▶ GOAL:
Put the lines from the line containing "Find the clear" up to and including the line containing "[[[62,87],[63,87],[63,84],[62,83],[61,83],[61,91],[62,91]]]" into a Markdown table with columns Row and Content, skipping blank lines. Give only those lines.

▶ RECORDS PROVIDED:
((
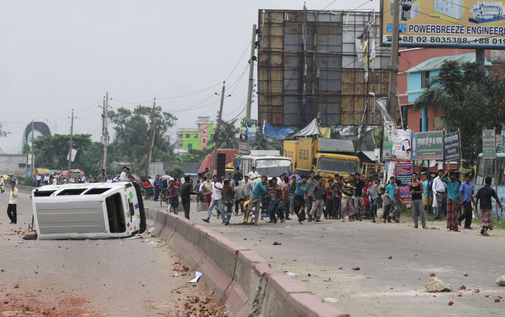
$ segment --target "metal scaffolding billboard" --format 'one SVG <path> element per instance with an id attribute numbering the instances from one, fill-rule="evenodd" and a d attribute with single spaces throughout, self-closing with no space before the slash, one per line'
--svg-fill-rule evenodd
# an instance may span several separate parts
<path id="1" fill-rule="evenodd" d="M 368 104 L 363 124 L 380 125 L 373 101 L 387 96 L 390 59 L 378 46 L 380 20 L 372 11 L 259 10 L 259 123 L 301 127 L 320 113 L 323 126 L 359 125 Z M 366 78 L 355 39 L 367 25 L 369 51 L 376 46 Z"/>

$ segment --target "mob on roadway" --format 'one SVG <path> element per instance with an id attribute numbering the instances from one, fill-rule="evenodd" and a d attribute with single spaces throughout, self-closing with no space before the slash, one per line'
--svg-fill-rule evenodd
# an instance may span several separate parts
<path id="1" fill-rule="evenodd" d="M 136 182 L 47 185 L 31 198 L 39 239 L 118 238 L 145 230 Z"/>

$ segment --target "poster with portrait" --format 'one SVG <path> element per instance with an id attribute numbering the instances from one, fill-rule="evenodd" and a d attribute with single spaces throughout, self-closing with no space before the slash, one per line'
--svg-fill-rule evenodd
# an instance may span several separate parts
<path id="1" fill-rule="evenodd" d="M 248 141 L 256 140 L 256 127 L 258 120 L 242 118 L 240 119 L 240 131 L 238 137 L 239 140 Z"/>
<path id="2" fill-rule="evenodd" d="M 395 129 L 391 160 L 397 162 L 411 162 L 412 158 L 412 130 Z"/>
<path id="3" fill-rule="evenodd" d="M 34 139 L 57 133 L 56 122 L 35 121 L 33 126 Z M 0 148 L 3 152 L 22 153 L 25 144 L 31 146 L 31 121 L 0 121 Z"/>

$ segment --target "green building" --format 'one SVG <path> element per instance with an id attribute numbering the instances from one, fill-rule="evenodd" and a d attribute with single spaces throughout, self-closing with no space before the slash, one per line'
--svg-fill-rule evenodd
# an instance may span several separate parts
<path id="1" fill-rule="evenodd" d="M 209 121 L 205 114 L 198 116 L 194 128 L 177 129 L 177 146 L 179 150 L 187 151 L 190 148 L 201 150 L 209 147 L 209 142 L 213 143 L 214 123 Z"/>

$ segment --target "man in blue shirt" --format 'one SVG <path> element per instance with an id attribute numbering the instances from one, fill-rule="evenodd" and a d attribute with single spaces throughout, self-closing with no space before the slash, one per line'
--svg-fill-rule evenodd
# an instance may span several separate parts
<path id="1" fill-rule="evenodd" d="M 470 176 L 465 175 L 465 181 L 461 183 L 460 186 L 460 193 L 461 195 L 461 200 L 463 201 L 463 210 L 461 215 L 458 218 L 458 224 L 461 226 L 461 222 L 465 219 L 465 227 L 466 229 L 471 229 L 472 227 L 472 201 L 473 201 L 473 188 L 470 183 Z"/>
<path id="2" fill-rule="evenodd" d="M 260 225 L 258 222 L 258 218 L 260 216 L 260 209 L 261 209 L 260 204 L 266 196 L 268 190 L 265 186 L 268 182 L 268 179 L 267 178 L 267 177 L 266 176 L 262 176 L 261 181 L 256 183 L 249 199 L 247 210 L 245 212 L 247 215 L 249 215 L 251 212 L 253 211 L 253 209 L 254 209 L 254 224 L 255 226 Z M 246 221 L 247 220 L 244 222 Z"/>
<path id="3" fill-rule="evenodd" d="M 449 178 L 444 178 L 446 172 L 440 180 L 447 185 L 447 231 L 459 232 L 458 230 L 458 207 L 461 205 L 460 184 L 456 181 L 456 173 L 451 171 Z"/>

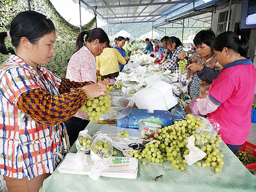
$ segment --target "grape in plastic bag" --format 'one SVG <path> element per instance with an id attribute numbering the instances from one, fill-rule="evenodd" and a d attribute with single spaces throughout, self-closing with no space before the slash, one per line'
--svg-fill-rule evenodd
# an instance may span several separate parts
<path id="1" fill-rule="evenodd" d="M 91 150 L 93 139 L 87 134 L 88 132 L 88 130 L 83 130 L 79 132 L 78 137 L 75 142 L 78 152 L 88 153 Z"/>

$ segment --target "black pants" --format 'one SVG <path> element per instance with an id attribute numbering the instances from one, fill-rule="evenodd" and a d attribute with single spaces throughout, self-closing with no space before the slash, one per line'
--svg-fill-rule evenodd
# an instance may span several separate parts
<path id="1" fill-rule="evenodd" d="M 78 117 L 73 117 L 65 121 L 67 126 L 67 131 L 69 137 L 70 146 L 72 146 L 78 137 L 81 131 L 86 129 L 90 121 L 82 119 Z"/>

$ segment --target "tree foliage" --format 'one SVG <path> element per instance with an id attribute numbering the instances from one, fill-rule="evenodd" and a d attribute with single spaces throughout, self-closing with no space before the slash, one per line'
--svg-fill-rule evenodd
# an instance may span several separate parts
<path id="1" fill-rule="evenodd" d="M 32 10 L 49 16 L 54 24 L 56 40 L 54 44 L 56 52 L 46 66 L 56 75 L 65 77 L 68 60 L 75 50 L 75 41 L 79 33 L 79 28 L 66 21 L 56 10 L 50 0 L 31 0 Z M 27 10 L 26 0 L 0 0 L 0 32 L 9 30 L 12 18 L 20 12 Z M 90 30 L 96 26 L 96 17 L 89 23 L 82 26 L 82 30 Z M 12 47 L 11 40 L 5 39 L 7 47 Z M 0 54 L 0 63 L 8 56 Z"/>

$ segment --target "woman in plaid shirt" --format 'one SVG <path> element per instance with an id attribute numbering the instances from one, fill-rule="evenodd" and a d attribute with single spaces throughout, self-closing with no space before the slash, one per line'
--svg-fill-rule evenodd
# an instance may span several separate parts
<path id="1" fill-rule="evenodd" d="M 6 37 L 15 52 L 6 49 Z M 43 67 L 55 51 L 55 39 L 51 19 L 32 11 L 19 13 L 10 32 L 0 33 L 0 52 L 11 54 L 0 67 L 0 172 L 10 192 L 39 190 L 61 160 L 61 123 L 88 97 L 108 92 L 103 83 L 71 81 Z"/>

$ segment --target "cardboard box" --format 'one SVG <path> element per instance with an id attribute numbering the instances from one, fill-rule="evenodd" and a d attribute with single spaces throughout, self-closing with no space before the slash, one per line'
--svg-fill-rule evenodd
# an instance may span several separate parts
<path id="1" fill-rule="evenodd" d="M 158 132 L 158 129 L 161 127 L 161 126 L 159 124 L 142 121 L 140 122 L 139 130 L 141 133 L 141 135 L 149 135 L 152 133 Z"/>

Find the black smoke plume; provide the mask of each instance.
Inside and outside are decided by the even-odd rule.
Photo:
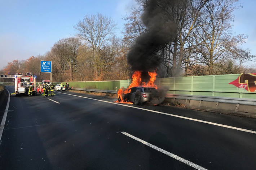
[[[137,1],[140,1],[140,0]],[[172,4],[178,0],[148,0],[144,2],[141,19],[146,32],[137,37],[127,55],[133,71],[152,71],[161,63],[159,51],[177,35],[177,25],[170,13]]]

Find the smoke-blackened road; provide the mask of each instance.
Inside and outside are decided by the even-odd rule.
[[[167,107],[138,109],[78,96],[112,102],[72,92],[50,98],[59,103],[40,96],[11,97],[0,169],[256,167],[256,134],[175,116],[252,132],[256,119]]]

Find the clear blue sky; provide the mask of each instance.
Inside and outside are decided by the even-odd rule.
[[[233,30],[248,35],[243,47],[256,54],[256,1],[240,3],[243,8],[234,14]],[[124,23],[122,18],[130,13],[136,3],[132,0],[0,0],[0,69],[13,60],[44,55],[59,40],[74,36],[73,26],[87,14],[99,12],[112,17],[120,36]]]

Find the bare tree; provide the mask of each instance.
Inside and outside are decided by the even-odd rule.
[[[63,60],[69,65],[71,81],[74,79],[74,69],[77,63],[78,50],[81,44],[78,38],[67,38],[59,40],[53,45],[52,49],[57,58],[57,60]]]
[[[111,18],[98,13],[87,15],[74,27],[78,31],[76,35],[92,49],[95,80],[98,80],[100,74],[101,63],[100,50],[110,41],[116,26]]]
[[[130,15],[127,15],[123,18],[127,22],[125,24],[125,31],[123,32],[125,41],[134,41],[146,31],[146,27],[141,20],[141,12],[134,9]]]
[[[217,66],[224,60],[247,59],[248,51],[239,46],[244,42],[247,36],[234,36],[230,23],[233,12],[239,8],[238,0],[209,0],[204,6],[200,16],[199,27],[196,28],[194,37],[197,46],[195,58],[206,64],[208,75],[217,73]]]

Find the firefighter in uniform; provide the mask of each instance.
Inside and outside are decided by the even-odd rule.
[[[67,83],[66,83],[65,85],[65,90],[67,92],[69,91],[69,84]]]
[[[44,94],[42,95],[43,96],[44,96],[45,97],[47,97],[47,96],[49,95],[49,86],[46,83],[44,85]]]
[[[50,90],[50,95],[51,96],[54,96],[54,93],[53,93],[53,91],[54,91],[54,86],[52,84],[52,83],[50,84],[50,86],[49,87]]]
[[[62,87],[63,87],[63,84],[62,83],[61,83],[61,91],[62,91]]]

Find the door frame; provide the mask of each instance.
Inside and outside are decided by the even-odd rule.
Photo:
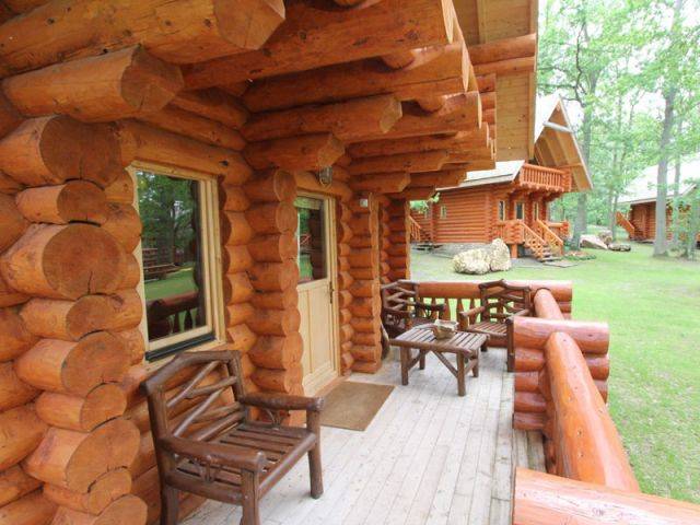
[[[331,195],[317,194],[314,191],[299,190],[298,197],[307,197],[311,199],[318,199],[324,202],[324,241],[326,247],[326,264],[328,270],[328,280],[330,284],[330,318],[332,326],[330,330],[330,359],[332,363],[332,377],[324,384],[316,385],[313,382],[307,383],[302,378],[302,385],[304,392],[307,393],[307,388],[313,387],[313,392],[317,393],[328,384],[334,382],[340,376],[340,315],[338,312],[338,241],[336,236],[336,198]],[[296,290],[303,291],[304,287],[310,288],[313,281],[310,283],[298,283]]]

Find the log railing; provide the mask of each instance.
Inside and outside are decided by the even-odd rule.
[[[640,493],[602,389],[607,326],[567,320],[549,290],[539,290],[534,304],[536,317],[512,324],[514,427],[535,421],[517,418],[518,410],[530,413],[526,405],[540,410],[549,474],[517,469],[513,524],[700,523],[698,505]]]
[[[567,190],[567,172],[553,167],[523,164],[520,182],[523,185],[547,186],[559,191]]]

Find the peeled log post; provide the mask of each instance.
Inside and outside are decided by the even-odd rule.
[[[24,462],[24,470],[47,483],[88,492],[103,474],[128,467],[139,448],[133,423],[113,419],[90,433],[50,428]]]
[[[250,228],[258,234],[291,233],[296,230],[296,208],[290,201],[250,207],[245,212]]]
[[[143,307],[136,290],[110,295],[84,295],[78,301],[32,299],[22,307],[22,318],[37,336],[77,341],[97,330],[120,331],[141,322]]]
[[[256,170],[313,170],[331,166],[346,149],[331,133],[252,142],[243,155]]]
[[[245,185],[245,195],[253,201],[279,202],[296,196],[296,180],[284,170],[256,173]]]
[[[57,63],[2,81],[8,100],[23,115],[63,114],[85,122],[158,112],[183,85],[177,66],[140,47]]]
[[[281,0],[48,2],[0,26],[0,75],[136,44],[166,61],[198,62],[259,48],[283,20]]]
[[[104,382],[120,382],[130,360],[120,338],[96,331],[78,342],[42,339],[15,361],[15,372],[37,388],[86,396]]]
[[[1,508],[0,525],[48,525],[55,513],[56,504],[35,490]]]
[[[557,413],[557,463],[564,476],[638,492],[620,436],[574,339],[552,334],[545,353]]]
[[[127,399],[118,385],[98,385],[85,397],[45,392],[36,400],[36,413],[51,427],[90,432],[109,419],[119,417]]]
[[[86,180],[28,188],[20,191],[15,200],[22,214],[33,222],[103,224],[107,220],[105,192]]]
[[[0,253],[12,246],[22,236],[30,223],[22,217],[15,200],[0,194]]]
[[[110,470],[95,480],[86,493],[47,483],[44,495],[57,505],[88,514],[101,514],[113,501],[131,492],[131,475],[126,468]],[[125,524],[126,525],[126,524]]]
[[[141,218],[131,205],[107,202],[107,220],[102,228],[112,234],[127,254],[136,249],[141,241]]]
[[[343,141],[386,133],[401,117],[401,103],[393,95],[353,98],[322,106],[302,106],[252,116],[242,132],[246,140],[280,139],[331,132]]]
[[[0,170],[27,186],[83,178],[104,187],[121,172],[120,149],[107,125],[33,118],[0,140]]]
[[[209,88],[444,45],[453,24],[443,0],[384,0],[355,9],[293,2],[262,49],[196,63],[185,80],[189,89]]]
[[[88,224],[30,226],[0,258],[14,290],[54,299],[112,293],[120,284],[124,249],[101,228]]]
[[[36,341],[15,308],[0,308],[0,362],[22,355]]]
[[[0,412],[0,471],[32,453],[42,442],[46,428],[31,405]]]
[[[27,476],[15,465],[0,472],[0,508],[42,487],[42,481]]]
[[[12,363],[0,363],[0,411],[25,405],[38,395],[36,388],[18,377]]]

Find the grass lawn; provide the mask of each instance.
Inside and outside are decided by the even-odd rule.
[[[483,276],[567,279],[573,315],[610,325],[609,407],[644,492],[700,503],[700,264],[655,259],[652,247],[592,250],[572,268]],[[413,252],[416,280],[474,279]]]

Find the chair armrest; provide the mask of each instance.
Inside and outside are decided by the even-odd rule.
[[[270,410],[308,410],[320,412],[324,408],[323,397],[288,396],[284,394],[255,393],[238,398],[243,405],[249,405]]]
[[[255,452],[235,445],[207,443],[185,438],[161,438],[158,445],[171,454],[189,457],[208,465],[225,465],[254,472],[261,472],[267,457],[262,452]]]

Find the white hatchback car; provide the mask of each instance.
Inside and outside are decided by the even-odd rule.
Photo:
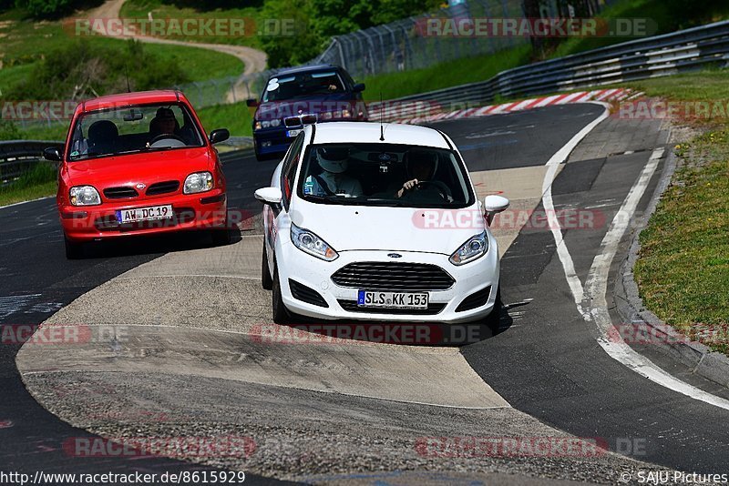
[[[508,199],[476,197],[444,133],[363,122],[313,125],[276,167],[264,203],[264,289],[273,320],[498,321],[488,229]],[[496,309],[496,311],[494,311]],[[489,322],[490,321],[490,322]]]

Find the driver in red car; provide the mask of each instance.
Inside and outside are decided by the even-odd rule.
[[[152,138],[162,134],[176,135],[179,127],[174,112],[170,108],[161,107],[149,122],[149,134]]]

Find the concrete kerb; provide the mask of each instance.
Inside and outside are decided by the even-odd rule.
[[[691,341],[647,309],[639,296],[638,284],[633,276],[633,268],[641,249],[641,232],[655,211],[658,201],[668,187],[675,169],[676,156],[672,151],[666,159],[661,179],[651,197],[645,215],[637,221],[637,231],[632,237],[628,255],[621,264],[615,279],[613,297],[616,309],[622,322],[645,325],[651,329],[652,335],[661,338],[655,346],[656,350],[690,367],[693,373],[714,383],[729,387],[729,358],[723,353],[712,351],[703,344]]]

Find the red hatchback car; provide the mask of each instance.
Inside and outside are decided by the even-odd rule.
[[[68,258],[85,242],[209,229],[230,242],[225,177],[212,144],[179,91],[124,93],[80,103],[62,151],[56,203]]]

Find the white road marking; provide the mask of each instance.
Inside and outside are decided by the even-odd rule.
[[[595,257],[592,262],[584,289],[580,281],[580,278],[575,272],[572,257],[570,255],[570,251],[564,243],[560,222],[555,216],[551,185],[556,177],[559,165],[567,159],[574,147],[577,147],[598,124],[609,116],[609,106],[604,103],[600,104],[605,106],[604,113],[582,128],[582,130],[575,135],[567,145],[562,147],[547,162],[549,170],[544,176],[542,184],[542,205],[550,219],[551,224],[549,227],[551,228],[552,236],[557,245],[557,253],[560,257],[560,261],[562,263],[567,283],[574,297],[577,310],[582,315],[585,320],[594,320],[601,333],[598,343],[613,359],[662,387],[686,395],[692,399],[729,410],[729,400],[707,393],[703,390],[678,380],[656,366],[646,357],[636,352],[624,341],[612,342],[608,339],[608,330],[612,327],[612,321],[608,312],[607,301],[605,299],[610,266],[617,253],[618,244],[622,235],[625,233],[625,229],[630,223],[638,202],[641,200],[641,197],[645,192],[645,188],[648,187],[648,183],[651,181],[651,177],[658,167],[658,161],[661,157],[662,157],[663,148],[657,148],[651,155],[648,164],[646,164],[641,173],[641,177],[631,188],[621,209],[611,223],[608,233],[605,235],[601,245],[602,251]],[[587,298],[585,297],[586,295],[588,296]],[[585,310],[586,307],[590,310]],[[615,332],[611,334],[614,336],[619,335],[619,333]]]
[[[610,339],[609,336],[620,336],[618,332],[610,332],[612,326],[610,313],[608,312],[608,303],[605,296],[608,290],[608,274],[610,267],[615,254],[618,251],[618,245],[622,238],[625,230],[630,225],[631,218],[635,212],[638,203],[642,197],[645,188],[651,182],[658,161],[663,155],[663,148],[656,148],[651,155],[641,176],[635,182],[628,196],[625,197],[615,218],[611,223],[605,238],[602,238],[601,248],[602,251],[595,257],[592,266],[588,274],[585,283],[585,302],[584,307],[590,308],[591,319],[597,325],[600,331],[598,343],[605,349],[613,359],[616,359],[636,373],[644,376],[648,380],[658,383],[665,388],[683,393],[694,400],[704,401],[711,405],[729,410],[729,400],[707,393],[693,385],[682,381],[667,373],[646,357],[636,352],[628,346],[625,341],[621,339],[616,342],[615,338]]]
[[[560,164],[567,160],[567,157],[574,150],[577,144],[582,141],[592,129],[600,124],[602,120],[610,116],[610,106],[604,103],[598,103],[605,108],[605,111],[588,124],[584,128],[580,130],[564,147],[554,154],[549,160],[547,161],[549,167],[547,173],[544,175],[544,179],[541,186],[542,192],[542,206],[544,206],[544,212],[547,213],[547,218],[549,220],[549,228],[551,228],[554,242],[557,245],[557,254],[560,256],[560,261],[562,262],[564,273],[567,277],[567,283],[570,289],[572,291],[572,296],[575,299],[575,305],[580,314],[584,316],[582,311],[582,282],[580,277],[577,276],[575,271],[575,264],[572,261],[572,256],[570,255],[570,250],[567,249],[567,245],[564,243],[562,238],[562,231],[560,228],[560,221],[557,219],[557,214],[554,210],[554,202],[552,201],[552,182],[557,177],[557,169]]]

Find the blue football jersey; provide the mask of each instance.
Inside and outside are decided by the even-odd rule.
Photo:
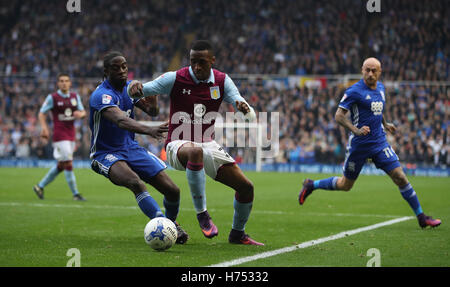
))
▶ EXPECTED ANSWER:
| Row | Content |
|---|---|
| 1 | Find the clear blue sky; provide the mask of each instance. |
| 2 | Inside and outside are decided by the even-odd rule. |
| 3 | [[[233,30],[248,35],[243,47],[256,54],[256,1],[240,3],[243,8],[234,14]],[[124,23],[122,18],[130,13],[136,3],[132,0],[0,0],[0,69],[13,60],[44,55],[59,40],[74,36],[73,26],[87,14],[99,12],[112,17],[120,36]]] |
| 4 | Find the bare tree; provide the mask of each instance. |
| 5 | Inside and outside are decided by the even-odd rule. |
| 6 | [[[63,60],[69,65],[71,81],[74,79],[74,69],[77,63],[78,50],[81,44],[78,38],[67,38],[59,40],[53,45],[52,49],[57,58],[57,60]]] |
| 7 | [[[111,18],[98,13],[87,15],[74,27],[78,31],[76,35],[92,49],[95,80],[98,80],[100,74],[101,63],[100,50],[110,41],[116,26]]] |
| 8 | [[[130,15],[127,15],[123,18],[127,22],[125,24],[125,31],[123,32],[125,41],[134,41],[146,31],[146,27],[141,20],[141,12],[134,9]]] |
| 9 | [[[217,66],[224,60],[247,59],[248,51],[239,46],[244,42],[247,36],[234,36],[230,23],[233,12],[239,8],[238,0],[209,0],[204,6],[200,16],[199,27],[196,28],[194,37],[197,46],[195,58],[206,64],[208,75],[217,73]]] |
| 10 | Find the firefighter in uniform; provide the mask of each instance. |
| 11 | Inside and outside are decided by the even-odd rule. |
| 12 | [[[67,83],[66,83],[65,85],[65,90],[67,92],[69,91],[69,84]]] |
| 13 | [[[44,94],[42,95],[43,96],[44,96],[45,97],[47,97],[47,96],[49,95],[49,86],[46,83],[44,85]]] |
| 14 | [[[50,90],[50,95],[51,96],[54,96],[54,93],[53,93],[53,91],[54,91],[54,86],[52,84],[52,83],[50,84],[50,86],[49,87]]] |
| 15 | [[[62,87],[63,87],[63,84],[62,83],[61,83],[61,91],[62,91]]] |